_What the exercise asks_
Quote the data below in full, please, without altering anything.

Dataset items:
^^^^^^^^
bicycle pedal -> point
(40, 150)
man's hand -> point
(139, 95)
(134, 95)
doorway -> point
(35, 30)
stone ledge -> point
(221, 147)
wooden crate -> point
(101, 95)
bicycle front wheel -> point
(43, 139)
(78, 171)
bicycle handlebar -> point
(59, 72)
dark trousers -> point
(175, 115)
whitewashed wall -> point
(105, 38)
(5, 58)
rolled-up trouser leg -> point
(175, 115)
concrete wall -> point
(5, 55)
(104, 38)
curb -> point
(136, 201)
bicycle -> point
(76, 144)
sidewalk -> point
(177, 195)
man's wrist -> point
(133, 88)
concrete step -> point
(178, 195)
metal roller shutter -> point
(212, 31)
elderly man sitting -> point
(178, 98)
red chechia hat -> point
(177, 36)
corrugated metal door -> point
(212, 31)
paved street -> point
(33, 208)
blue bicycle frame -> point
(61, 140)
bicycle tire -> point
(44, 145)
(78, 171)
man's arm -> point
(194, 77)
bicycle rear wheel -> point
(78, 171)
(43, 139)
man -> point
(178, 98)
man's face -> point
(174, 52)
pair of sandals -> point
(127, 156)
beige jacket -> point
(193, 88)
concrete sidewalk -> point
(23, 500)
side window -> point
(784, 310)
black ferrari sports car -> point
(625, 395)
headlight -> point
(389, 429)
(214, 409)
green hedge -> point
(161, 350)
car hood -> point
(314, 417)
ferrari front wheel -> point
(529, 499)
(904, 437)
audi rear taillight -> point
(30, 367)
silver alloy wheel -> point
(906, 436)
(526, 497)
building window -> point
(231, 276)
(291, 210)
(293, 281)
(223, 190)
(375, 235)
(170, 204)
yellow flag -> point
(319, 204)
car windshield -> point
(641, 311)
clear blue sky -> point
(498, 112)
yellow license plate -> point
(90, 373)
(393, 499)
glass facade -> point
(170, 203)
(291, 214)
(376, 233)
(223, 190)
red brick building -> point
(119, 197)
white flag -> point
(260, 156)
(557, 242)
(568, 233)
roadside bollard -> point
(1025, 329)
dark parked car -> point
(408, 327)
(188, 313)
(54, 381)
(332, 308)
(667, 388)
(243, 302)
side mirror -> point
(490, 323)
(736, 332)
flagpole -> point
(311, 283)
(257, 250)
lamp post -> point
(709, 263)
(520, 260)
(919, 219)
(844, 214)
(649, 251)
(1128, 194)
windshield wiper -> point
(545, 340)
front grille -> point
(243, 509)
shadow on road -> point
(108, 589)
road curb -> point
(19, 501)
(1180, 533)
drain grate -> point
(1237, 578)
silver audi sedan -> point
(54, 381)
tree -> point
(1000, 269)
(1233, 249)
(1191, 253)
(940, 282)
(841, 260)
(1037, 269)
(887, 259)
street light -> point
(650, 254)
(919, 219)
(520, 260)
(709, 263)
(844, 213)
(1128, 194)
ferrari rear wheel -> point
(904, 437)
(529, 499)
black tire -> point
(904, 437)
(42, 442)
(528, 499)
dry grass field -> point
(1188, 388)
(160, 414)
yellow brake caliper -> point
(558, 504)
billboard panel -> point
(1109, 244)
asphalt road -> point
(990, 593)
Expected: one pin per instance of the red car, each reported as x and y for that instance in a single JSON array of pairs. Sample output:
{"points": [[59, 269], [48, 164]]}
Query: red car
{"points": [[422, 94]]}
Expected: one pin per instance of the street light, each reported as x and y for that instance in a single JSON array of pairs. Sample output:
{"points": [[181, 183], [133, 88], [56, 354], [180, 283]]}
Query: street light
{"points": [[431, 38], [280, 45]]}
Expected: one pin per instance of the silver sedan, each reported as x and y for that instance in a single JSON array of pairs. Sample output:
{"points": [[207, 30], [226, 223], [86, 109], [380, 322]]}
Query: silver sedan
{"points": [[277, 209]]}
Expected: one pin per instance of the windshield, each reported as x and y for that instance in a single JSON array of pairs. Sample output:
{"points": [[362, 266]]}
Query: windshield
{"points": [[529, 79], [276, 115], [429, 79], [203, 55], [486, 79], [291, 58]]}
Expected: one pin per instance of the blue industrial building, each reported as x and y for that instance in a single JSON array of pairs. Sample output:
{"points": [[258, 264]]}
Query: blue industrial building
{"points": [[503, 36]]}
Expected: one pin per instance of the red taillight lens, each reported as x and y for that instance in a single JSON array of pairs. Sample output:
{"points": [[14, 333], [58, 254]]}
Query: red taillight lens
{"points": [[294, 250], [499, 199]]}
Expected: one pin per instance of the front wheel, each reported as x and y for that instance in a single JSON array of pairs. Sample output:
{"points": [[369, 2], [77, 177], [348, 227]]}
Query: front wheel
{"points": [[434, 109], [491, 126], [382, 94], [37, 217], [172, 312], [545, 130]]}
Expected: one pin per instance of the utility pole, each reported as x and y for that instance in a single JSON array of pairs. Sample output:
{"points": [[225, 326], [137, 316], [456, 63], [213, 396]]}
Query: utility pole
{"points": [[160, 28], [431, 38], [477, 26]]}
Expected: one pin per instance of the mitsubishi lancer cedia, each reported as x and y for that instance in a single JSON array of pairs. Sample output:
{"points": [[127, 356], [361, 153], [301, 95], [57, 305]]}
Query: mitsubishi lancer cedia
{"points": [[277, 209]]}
^^^^^^^^
_Answer for this exercise_
bicycle pedal -> point
(40, 150)
man's hand -> point
(139, 95)
(134, 95)
doorway -> point
(35, 30)
stone ledge -> point
(221, 147)
wooden crate -> point
(101, 95)
bicycle front wheel -> point
(43, 139)
(78, 171)
bicycle handlebar -> point
(59, 72)
dark trousers -> point
(175, 115)
whitewashed wall -> point
(105, 38)
(5, 58)
rolled-up trouser leg -> point
(175, 115)
concrete wall -> point
(5, 55)
(104, 38)
curb -> point
(136, 201)
bicycle -> point
(76, 144)
sidewalk -> point
(177, 195)
man's wrist -> point
(133, 88)
concrete step -> point
(178, 195)
metal roller shutter -> point
(212, 31)
elderly man sitting -> point
(178, 98)
red chechia hat -> point
(177, 36)
corrugated metal door -> point
(212, 31)
paved street -> point
(33, 208)
blue bicycle frame -> point
(61, 140)
bicycle tire -> point
(44, 145)
(78, 171)
man's arm -> point
(194, 77)
bicycle rear wheel -> point
(78, 171)
(43, 139)
man -> point
(178, 98)
man's face -> point
(174, 52)
pair of sandals -> point
(127, 156)
beige jacket -> point
(193, 88)
concrete sidewalk -> point
(23, 500)
side window -> point
(784, 310)
black ferrari sports car -> point
(625, 395)
headlight -> point
(389, 429)
(214, 409)
green hedge -> point
(161, 350)
car hood -> point
(314, 417)
ferrari front wheel -> point
(529, 499)
(904, 437)
audi rear taillight -> point
(30, 367)
silver alloy wheel -> point
(906, 436)
(526, 497)
building window -> point
(231, 276)
(291, 210)
(293, 281)
(223, 190)
(375, 235)
(170, 204)
yellow flag -> point
(319, 204)
car windshield -> point
(641, 311)
clear blue sky -> point
(498, 112)
yellow license plate -> point
(90, 373)
(393, 499)
glass facade -> point
(170, 203)
(291, 214)
(376, 233)
(223, 190)
red brick building -> point
(119, 197)
white flag -> point
(260, 156)
(557, 242)
(568, 233)
roadside bollard -> point
(1025, 329)
dark parked car -> point
(408, 327)
(188, 313)
(54, 381)
(332, 308)
(667, 388)
(243, 302)
side mirror -> point
(490, 323)
(736, 332)
flagpole -> point
(311, 283)
(257, 250)
lamp post -> point
(709, 263)
(520, 260)
(919, 219)
(844, 214)
(649, 251)
(1128, 194)
windshield wiper -> point
(545, 340)
front grille -> point
(243, 509)
shadow on road -> point
(108, 589)
road curb -> point
(19, 501)
(1180, 533)
drain grate -> point
(1237, 578)
silver audi sedan -> point
(54, 381)
tree -> point
(1000, 269)
(1233, 249)
(1191, 253)
(940, 282)
(841, 260)
(1037, 269)
(887, 259)
street light -> point
(650, 254)
(919, 219)
(520, 260)
(709, 263)
(844, 213)
(1128, 194)
ferrari rear wheel -> point
(904, 437)
(529, 499)
black tire -> point
(904, 437)
(42, 442)
(528, 499)
dry grass field -> point
(1188, 388)
(160, 414)
yellow brake caliper -> point
(558, 504)
billboard panel -> point
(1109, 244)
asphalt road -> point
(990, 593)
Expected: one pin per instance of the red car, each reported as x and y for that instance in a single JSON array of pairs. Sample output:
{"points": [[59, 269], [48, 164]]}
Query: red car
{"points": [[422, 94]]}
Expected: one pin per instance of the street light, each reported as x and y for that instance in a single JSON array of pairs. Sample output:
{"points": [[181, 183], [133, 88], [56, 354], [180, 283]]}
Query: street light
{"points": [[431, 38], [280, 45]]}
Expected: one pin per instance of the silver sedan, each reported as x and y for that instance in a single JSON array of pairs. Sample output:
{"points": [[207, 30], [226, 223], [86, 109], [380, 322]]}
Query: silver sedan
{"points": [[277, 209]]}
Expected: one pin per instance of the windshield, each reported as x and y for that instance in a single JSON array of pairs. Sample output:
{"points": [[362, 266]]}
Query: windshield
{"points": [[529, 79], [276, 115], [429, 79], [203, 55], [486, 79], [291, 58]]}
Expected: one pin per instance of the blue industrial building, each reported as x and y for that instance in a single JSON array of pairs. Sample output:
{"points": [[258, 264]]}
Query: blue industrial building
{"points": [[503, 36]]}
Expected: one pin per instance of the red taillight lens, each reported as x and y for that instance in a single JSON array of pairs. Sample output:
{"points": [[14, 333], [58, 254]]}
Query: red taillight lens
{"points": [[294, 250], [499, 199]]}
Expected: one pin per instance of the front wheel, each reported as x and y for that instance in a single JSON array of pairs. Sample output:
{"points": [[369, 2], [77, 177], [348, 227]]}
Query: front wheel
{"points": [[434, 109], [491, 126], [382, 94], [37, 217], [172, 312], [545, 130]]}
Expected: one pin per instance of the utility pole, each reported as x and y for that instance in a single JSON array of pairs. Sample output:
{"points": [[225, 326], [137, 316], [456, 63], [213, 396]]}
Query: utility pole
{"points": [[160, 28], [431, 38], [477, 26]]}
Expected: one pin per instance of the mitsubishi lancer cedia, each reported as x and y for that instance in a single JSON array of pairs. Sample output:
{"points": [[127, 356], [361, 153], [301, 95], [57, 305]]}
Query: mitsubishi lancer cedia
{"points": [[277, 209]]}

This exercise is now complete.